Instruções ::
• 1. Segundo o texto fornecido, qual é uma das funções básicas do Direito?
• 2. Por favor, liste todas as fases da vida do homem que o texto fornecido menciona.
• 3. Transcreva do texto fornecido o trecho que começa com as palavras contendo "O Direito, como" e termina com "a paz social.".
##### Texto fornecido #####
O homem é produto de suas tradições. Se essa verdade, asseverada por Bertrand Russel, é inconteste, também inegável é que as tradições são, sempre, rompidas na busca da evolução. Assim, ocorre com o homem individualmente, que de criança passa a adolescente, de adolescente a adulto e de adulto a velho, como também com a sociedade. O paradoxo universal é compreender que a única constância é a mutação.

O Direito, como ciência do homem, não escapa a esta verdade e, como tal, está submetido à constante evolução. Não obstante, embora sujeito à mutação, deve oferecer à sociedade um coeficiente de estabilidade que permita cumprir uma de suas funções básicas, tal seja, a paz social.

Nesse diapasão, talvez, o contrato seja a forma mais perfeita de exercício de direito civil porquanto, tendo uma matriz legal que lhe garante validade, fundamento este estável e pouco mutável, deixa aos contratantes ampla liberdade de estabelecerem e convencionarem suas obrigações.
##### Registros de dados #####
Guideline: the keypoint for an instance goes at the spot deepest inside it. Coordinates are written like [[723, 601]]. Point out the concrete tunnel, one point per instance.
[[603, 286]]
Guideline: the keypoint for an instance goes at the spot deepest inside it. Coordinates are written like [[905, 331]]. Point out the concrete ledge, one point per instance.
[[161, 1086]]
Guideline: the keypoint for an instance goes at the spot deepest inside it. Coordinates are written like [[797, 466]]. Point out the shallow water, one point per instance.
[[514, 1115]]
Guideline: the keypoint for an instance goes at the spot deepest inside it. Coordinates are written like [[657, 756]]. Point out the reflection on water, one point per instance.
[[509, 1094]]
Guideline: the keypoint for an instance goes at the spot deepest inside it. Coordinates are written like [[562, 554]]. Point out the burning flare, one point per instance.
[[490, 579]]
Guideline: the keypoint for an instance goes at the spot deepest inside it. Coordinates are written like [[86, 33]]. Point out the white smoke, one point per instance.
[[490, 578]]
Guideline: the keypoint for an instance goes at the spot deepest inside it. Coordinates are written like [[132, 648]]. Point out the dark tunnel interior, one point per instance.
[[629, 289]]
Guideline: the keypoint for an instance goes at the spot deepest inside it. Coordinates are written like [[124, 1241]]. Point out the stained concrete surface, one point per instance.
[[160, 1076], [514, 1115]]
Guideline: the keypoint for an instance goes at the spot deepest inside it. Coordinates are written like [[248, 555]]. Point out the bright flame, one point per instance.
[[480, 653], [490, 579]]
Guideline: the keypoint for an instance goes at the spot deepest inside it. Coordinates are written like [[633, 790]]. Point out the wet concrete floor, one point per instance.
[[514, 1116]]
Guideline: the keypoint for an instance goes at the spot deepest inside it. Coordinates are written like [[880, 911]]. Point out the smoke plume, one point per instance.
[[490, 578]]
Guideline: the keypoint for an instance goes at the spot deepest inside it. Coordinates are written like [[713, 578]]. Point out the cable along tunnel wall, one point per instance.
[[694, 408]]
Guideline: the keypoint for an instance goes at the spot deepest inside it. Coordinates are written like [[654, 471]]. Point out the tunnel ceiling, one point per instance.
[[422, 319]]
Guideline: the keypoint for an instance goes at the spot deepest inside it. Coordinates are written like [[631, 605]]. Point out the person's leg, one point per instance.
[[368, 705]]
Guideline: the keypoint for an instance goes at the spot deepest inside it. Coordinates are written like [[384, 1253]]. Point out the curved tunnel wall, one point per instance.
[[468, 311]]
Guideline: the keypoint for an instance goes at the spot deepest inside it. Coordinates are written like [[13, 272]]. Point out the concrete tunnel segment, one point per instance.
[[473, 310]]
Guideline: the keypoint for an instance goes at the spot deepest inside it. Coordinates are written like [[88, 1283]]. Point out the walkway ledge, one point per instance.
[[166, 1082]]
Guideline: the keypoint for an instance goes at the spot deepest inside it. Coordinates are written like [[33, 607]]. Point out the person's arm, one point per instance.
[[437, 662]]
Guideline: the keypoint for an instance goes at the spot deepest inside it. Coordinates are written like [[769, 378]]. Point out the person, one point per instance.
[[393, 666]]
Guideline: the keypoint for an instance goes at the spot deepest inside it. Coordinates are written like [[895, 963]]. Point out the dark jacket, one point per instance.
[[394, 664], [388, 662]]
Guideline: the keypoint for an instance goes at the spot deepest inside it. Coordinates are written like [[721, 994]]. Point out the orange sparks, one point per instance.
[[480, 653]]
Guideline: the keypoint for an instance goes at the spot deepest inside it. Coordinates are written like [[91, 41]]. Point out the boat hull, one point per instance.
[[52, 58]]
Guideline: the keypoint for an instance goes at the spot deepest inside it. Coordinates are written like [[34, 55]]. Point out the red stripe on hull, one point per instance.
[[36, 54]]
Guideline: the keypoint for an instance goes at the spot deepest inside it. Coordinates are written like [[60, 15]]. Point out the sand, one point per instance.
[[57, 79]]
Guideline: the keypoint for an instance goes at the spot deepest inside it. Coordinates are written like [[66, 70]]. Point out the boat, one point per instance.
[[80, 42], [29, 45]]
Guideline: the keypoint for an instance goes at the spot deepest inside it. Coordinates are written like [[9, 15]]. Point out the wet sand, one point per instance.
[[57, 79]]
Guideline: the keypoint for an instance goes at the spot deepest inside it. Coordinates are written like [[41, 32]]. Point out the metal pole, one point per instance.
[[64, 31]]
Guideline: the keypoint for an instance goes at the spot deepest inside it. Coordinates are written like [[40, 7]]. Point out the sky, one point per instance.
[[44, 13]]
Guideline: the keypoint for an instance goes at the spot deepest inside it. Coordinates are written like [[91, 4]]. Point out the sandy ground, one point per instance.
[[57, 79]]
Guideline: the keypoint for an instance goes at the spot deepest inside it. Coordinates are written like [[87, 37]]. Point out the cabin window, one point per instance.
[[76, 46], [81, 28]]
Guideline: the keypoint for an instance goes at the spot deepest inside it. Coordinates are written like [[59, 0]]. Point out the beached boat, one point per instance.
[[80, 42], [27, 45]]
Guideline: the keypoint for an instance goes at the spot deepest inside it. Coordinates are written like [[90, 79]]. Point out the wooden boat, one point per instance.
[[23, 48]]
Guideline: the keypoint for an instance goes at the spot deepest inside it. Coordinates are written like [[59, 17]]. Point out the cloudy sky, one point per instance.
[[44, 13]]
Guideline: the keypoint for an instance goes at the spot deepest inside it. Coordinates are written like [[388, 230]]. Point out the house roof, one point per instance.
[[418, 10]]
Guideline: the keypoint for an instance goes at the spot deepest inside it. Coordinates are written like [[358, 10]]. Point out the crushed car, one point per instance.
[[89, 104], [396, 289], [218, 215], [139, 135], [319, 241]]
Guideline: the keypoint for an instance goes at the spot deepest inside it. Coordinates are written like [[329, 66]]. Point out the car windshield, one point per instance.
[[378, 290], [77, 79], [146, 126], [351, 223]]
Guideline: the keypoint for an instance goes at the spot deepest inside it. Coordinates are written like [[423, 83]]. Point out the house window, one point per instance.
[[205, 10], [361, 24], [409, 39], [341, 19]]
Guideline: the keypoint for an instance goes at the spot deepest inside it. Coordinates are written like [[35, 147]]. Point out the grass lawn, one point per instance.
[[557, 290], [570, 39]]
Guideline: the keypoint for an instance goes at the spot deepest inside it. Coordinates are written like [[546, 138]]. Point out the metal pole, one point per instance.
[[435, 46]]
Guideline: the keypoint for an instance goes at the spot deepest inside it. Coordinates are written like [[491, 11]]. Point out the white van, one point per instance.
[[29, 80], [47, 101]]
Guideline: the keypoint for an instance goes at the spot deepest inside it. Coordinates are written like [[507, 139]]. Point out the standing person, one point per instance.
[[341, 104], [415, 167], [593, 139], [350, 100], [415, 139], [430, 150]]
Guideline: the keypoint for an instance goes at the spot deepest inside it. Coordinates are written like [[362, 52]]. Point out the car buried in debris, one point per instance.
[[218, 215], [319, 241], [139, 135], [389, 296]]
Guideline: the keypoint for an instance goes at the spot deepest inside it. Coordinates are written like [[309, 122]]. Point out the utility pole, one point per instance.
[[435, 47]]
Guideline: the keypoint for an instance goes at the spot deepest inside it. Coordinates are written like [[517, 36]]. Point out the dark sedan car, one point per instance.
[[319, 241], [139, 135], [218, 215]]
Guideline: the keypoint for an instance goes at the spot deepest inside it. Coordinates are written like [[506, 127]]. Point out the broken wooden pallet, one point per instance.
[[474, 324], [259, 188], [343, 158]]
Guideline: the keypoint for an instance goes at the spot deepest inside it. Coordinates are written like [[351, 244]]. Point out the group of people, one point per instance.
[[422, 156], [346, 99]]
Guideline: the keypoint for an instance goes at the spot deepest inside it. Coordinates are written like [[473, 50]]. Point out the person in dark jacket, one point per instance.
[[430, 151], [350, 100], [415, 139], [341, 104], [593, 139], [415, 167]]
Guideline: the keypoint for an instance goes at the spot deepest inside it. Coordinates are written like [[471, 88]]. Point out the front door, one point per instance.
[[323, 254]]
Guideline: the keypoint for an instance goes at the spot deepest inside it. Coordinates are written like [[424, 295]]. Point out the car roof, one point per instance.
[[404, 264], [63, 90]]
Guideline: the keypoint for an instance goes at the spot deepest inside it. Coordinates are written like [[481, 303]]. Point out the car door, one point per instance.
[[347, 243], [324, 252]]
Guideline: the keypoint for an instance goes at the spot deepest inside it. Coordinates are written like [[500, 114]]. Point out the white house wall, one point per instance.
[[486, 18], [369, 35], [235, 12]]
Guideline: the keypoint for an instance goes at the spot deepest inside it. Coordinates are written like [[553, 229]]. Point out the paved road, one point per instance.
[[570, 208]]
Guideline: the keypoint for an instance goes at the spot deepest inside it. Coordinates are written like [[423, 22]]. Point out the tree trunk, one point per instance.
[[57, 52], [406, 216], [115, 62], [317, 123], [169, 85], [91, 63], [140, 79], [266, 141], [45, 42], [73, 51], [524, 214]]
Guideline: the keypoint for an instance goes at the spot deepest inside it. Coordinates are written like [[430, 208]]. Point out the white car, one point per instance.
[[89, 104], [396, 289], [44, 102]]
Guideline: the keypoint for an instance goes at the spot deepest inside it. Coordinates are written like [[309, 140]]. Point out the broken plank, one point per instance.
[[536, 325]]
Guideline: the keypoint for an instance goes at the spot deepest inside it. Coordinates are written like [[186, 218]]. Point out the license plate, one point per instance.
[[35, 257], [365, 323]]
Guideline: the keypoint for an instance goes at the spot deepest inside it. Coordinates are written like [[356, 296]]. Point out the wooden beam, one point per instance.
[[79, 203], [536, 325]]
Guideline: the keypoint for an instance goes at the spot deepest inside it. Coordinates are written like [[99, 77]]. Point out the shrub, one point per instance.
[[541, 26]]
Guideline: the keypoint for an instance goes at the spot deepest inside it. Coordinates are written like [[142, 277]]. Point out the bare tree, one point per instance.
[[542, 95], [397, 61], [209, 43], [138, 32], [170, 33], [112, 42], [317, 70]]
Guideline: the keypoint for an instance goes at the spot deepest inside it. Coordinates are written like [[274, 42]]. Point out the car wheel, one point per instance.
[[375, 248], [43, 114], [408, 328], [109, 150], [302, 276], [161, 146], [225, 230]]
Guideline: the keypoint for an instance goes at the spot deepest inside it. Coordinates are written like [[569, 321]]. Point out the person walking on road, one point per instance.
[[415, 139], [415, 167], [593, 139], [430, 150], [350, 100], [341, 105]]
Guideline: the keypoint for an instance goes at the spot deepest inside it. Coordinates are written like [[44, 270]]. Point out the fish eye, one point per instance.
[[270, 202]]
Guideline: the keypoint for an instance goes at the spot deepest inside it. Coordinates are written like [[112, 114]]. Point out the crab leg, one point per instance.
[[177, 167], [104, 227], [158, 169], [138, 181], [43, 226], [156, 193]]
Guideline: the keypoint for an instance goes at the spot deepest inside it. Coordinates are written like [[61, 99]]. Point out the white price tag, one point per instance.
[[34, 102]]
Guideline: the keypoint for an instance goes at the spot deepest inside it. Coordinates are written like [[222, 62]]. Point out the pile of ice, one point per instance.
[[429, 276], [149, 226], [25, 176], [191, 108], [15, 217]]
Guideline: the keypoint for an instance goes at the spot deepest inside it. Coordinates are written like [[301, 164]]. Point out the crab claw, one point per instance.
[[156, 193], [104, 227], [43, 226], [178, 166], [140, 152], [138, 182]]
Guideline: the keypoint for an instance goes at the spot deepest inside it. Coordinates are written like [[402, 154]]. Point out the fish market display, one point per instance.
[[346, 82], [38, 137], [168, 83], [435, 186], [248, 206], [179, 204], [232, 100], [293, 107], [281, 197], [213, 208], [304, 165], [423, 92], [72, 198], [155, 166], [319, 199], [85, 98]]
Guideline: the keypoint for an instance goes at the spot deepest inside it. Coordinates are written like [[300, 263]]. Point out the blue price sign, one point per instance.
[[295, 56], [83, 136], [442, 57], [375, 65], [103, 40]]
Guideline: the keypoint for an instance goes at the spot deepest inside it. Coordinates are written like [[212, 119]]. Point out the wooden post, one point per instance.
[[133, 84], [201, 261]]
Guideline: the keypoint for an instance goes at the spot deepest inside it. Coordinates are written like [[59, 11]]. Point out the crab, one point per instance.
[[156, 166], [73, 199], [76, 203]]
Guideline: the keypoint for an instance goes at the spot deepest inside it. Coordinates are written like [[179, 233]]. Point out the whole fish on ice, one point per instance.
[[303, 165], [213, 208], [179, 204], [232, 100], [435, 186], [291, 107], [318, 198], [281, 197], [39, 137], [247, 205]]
#####
Respostas do exercício ::
• 1. A paz social.

• 2. Criança, adolescente, adulto e velho.

• 3.
O Direito, como ciência do homem, não escapa a esta verdade e, como tal, está submetido à constante evolução. Não obstante, embora sujeito à mutação, deve oferecer à sociedade um coeficiente de estabilidade que permita cumprir uma de suas funções básicas, tal seja, a paz social.